> _TASK DETAILS_:
Return the complete listing that follows, with each line reproduced exactly.

> _DATASET_:
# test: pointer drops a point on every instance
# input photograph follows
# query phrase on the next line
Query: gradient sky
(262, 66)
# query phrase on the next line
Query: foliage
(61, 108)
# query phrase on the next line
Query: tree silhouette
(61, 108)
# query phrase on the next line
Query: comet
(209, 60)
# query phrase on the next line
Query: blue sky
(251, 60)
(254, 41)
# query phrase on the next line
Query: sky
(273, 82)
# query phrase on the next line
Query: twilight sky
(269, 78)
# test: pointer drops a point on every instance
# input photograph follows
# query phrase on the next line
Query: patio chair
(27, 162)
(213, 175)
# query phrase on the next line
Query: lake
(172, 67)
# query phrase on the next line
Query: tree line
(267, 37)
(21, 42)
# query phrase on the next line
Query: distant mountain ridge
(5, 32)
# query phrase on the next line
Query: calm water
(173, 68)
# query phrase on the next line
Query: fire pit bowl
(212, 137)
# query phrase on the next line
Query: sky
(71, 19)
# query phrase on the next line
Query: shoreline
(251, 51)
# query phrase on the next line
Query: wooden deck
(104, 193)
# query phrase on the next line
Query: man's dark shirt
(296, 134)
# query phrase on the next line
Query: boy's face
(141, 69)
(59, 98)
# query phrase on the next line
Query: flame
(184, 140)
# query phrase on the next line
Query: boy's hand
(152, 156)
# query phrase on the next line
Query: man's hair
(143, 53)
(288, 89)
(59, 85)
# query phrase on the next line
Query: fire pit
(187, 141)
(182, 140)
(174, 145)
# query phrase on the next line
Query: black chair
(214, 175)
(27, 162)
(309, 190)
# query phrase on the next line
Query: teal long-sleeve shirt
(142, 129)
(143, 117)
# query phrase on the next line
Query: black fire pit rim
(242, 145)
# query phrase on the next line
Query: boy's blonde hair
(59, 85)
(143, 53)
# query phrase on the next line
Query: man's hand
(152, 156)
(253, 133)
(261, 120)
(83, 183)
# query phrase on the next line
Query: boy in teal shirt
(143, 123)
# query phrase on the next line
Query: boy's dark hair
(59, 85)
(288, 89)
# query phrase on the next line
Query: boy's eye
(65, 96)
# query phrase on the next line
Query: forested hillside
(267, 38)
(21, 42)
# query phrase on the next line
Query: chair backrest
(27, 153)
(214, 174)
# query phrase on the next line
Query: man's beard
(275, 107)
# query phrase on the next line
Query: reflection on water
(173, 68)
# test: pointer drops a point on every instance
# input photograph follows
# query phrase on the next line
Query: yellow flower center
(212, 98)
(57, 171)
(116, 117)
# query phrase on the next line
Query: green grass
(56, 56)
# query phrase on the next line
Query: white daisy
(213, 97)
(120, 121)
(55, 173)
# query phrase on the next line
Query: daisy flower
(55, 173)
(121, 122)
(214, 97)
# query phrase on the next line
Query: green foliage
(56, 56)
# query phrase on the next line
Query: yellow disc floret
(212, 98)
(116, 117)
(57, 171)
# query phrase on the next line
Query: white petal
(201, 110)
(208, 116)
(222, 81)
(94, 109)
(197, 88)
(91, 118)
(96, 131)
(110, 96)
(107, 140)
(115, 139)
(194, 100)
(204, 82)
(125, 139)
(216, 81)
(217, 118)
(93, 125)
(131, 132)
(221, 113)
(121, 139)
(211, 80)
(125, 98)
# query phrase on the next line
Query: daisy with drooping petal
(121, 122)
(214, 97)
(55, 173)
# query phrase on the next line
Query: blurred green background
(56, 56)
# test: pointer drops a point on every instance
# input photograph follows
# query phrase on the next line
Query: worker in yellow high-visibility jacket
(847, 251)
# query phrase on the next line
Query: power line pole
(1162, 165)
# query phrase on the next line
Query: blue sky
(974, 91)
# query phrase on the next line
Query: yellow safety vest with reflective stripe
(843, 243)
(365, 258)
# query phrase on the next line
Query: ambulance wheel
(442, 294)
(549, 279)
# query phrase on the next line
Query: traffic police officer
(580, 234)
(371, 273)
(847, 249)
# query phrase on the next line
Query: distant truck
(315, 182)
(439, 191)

> _SOLUTION TO THIS EXERCISE_:
# test: pointer drops a point on every instance
# input photograph follows
# query phrase on the next line
Query: gradient sky
(262, 66)
# query phrase on the next line
Query: foliage
(61, 108)
# query phrase on the next line
Query: tree silhouette
(61, 108)
# query phrase on the next line
Query: comet
(209, 60)
# query phrase on the next line
Query: blue sky
(251, 60)
(254, 41)
# query phrase on the next line
Query: sky
(273, 82)
# query phrase on the next line
Query: twilight sky
(269, 78)
# test: pointer drops a point on every instance
# input photograph follows
# query phrase on the next line
Query: patio chair
(27, 162)
(213, 175)
# query phrase on the next line
Query: lake
(172, 67)
# query phrase on the next line
Query: tree line
(267, 37)
(21, 42)
# query phrase on the next line
Query: distant mountain ridge
(5, 32)
# query phrase on the next line
Query: calm water
(173, 68)
# query phrase on the next line
Query: fire pit bowl
(212, 137)
# query phrase on the next line
Query: sky
(71, 19)
# query phrase on the next line
Query: shoreline
(251, 51)
# query phrase on the next line
Query: wooden deck
(104, 193)
# query phrase on the next line
Query: man's dark shirt
(296, 134)
# query phrase on the next line
Query: boy's face
(141, 69)
(59, 98)
# query phrase on the next line
Query: flame
(184, 140)
# query phrase on the next line
Query: boy's hand
(152, 156)
# query phrase on the next line
Query: man's hair
(143, 53)
(288, 89)
(59, 85)
# query phrase on the next line
Query: fire pit
(187, 141)
(182, 140)
(174, 145)
# query phrase on the next line
Query: black chair
(214, 175)
(27, 162)
(309, 190)
# query phrase on the next line
Query: teal long-sleeve shirt
(142, 129)
(143, 117)
# query phrase on the next line
Query: black fire pit rim
(242, 145)
# query phrase on the next line
Query: boy's blonde hair
(59, 85)
(143, 53)
# query phrase on the next line
Query: man's hand
(152, 156)
(253, 133)
(261, 120)
(83, 183)
# query phrase on the next line
Query: boy in teal shirt
(143, 123)
# query phrase on the next line
Query: boy's dark hair
(59, 85)
(288, 89)
# query phrase on the next line
Query: boy's eye
(65, 96)
# query phrase on the next line
Query: forested hillside
(267, 38)
(21, 42)
# query phrase on the next line
Query: chair backrest
(27, 153)
(214, 174)
# query phrase on the next line
Query: man's beard
(275, 107)
# query phrase on the next line
Query: reflection on water
(173, 68)
# test: pointer drops a point on every instance
# input photograph follows
# query phrase on the next line
Query: yellow flower center
(212, 98)
(57, 171)
(116, 117)
# query phrase on the next line
Query: green grass
(56, 56)
# query phrase on the next line
Query: white daisy
(213, 97)
(120, 121)
(55, 173)
# query phrase on the next line
Query: daisy flower
(55, 173)
(121, 122)
(214, 97)
# query phrase on the next line
Query: green foliage
(56, 56)
# query phrase on the next line
Query: yellow disc floret
(212, 98)
(116, 117)
(57, 171)
# query phrase on the next line
Query: white petal
(201, 110)
(208, 116)
(222, 81)
(94, 109)
(197, 88)
(91, 118)
(96, 131)
(110, 96)
(107, 140)
(115, 139)
(194, 100)
(204, 82)
(125, 139)
(216, 81)
(217, 118)
(93, 125)
(131, 132)
(221, 113)
(121, 139)
(211, 80)
(125, 98)
# query phrase on the next line
Query: daisy with drooping petal
(121, 122)
(214, 97)
(55, 173)
# query phrase on the next line
Query: blurred green background
(56, 56)
# test: pointer drops a point on every instance
# input photograph follows
# query phrase on the next line
Query: worker in yellow high-visibility jacket
(847, 251)
# query phrase on the next line
Query: power line pole
(1162, 165)
# query phrase on the next line
Query: blue sky
(974, 91)
# query phrase on the next line
Query: yellow safety vest with reflective stripe
(843, 243)
(365, 258)
# query phrase on the next line
Query: ambulance wheel
(442, 294)
(549, 279)
# query phrase on the next line
Query: traffic police officer
(580, 234)
(371, 273)
(847, 249)
# query phrase on the next line
Query: distant truck
(315, 182)
(439, 191)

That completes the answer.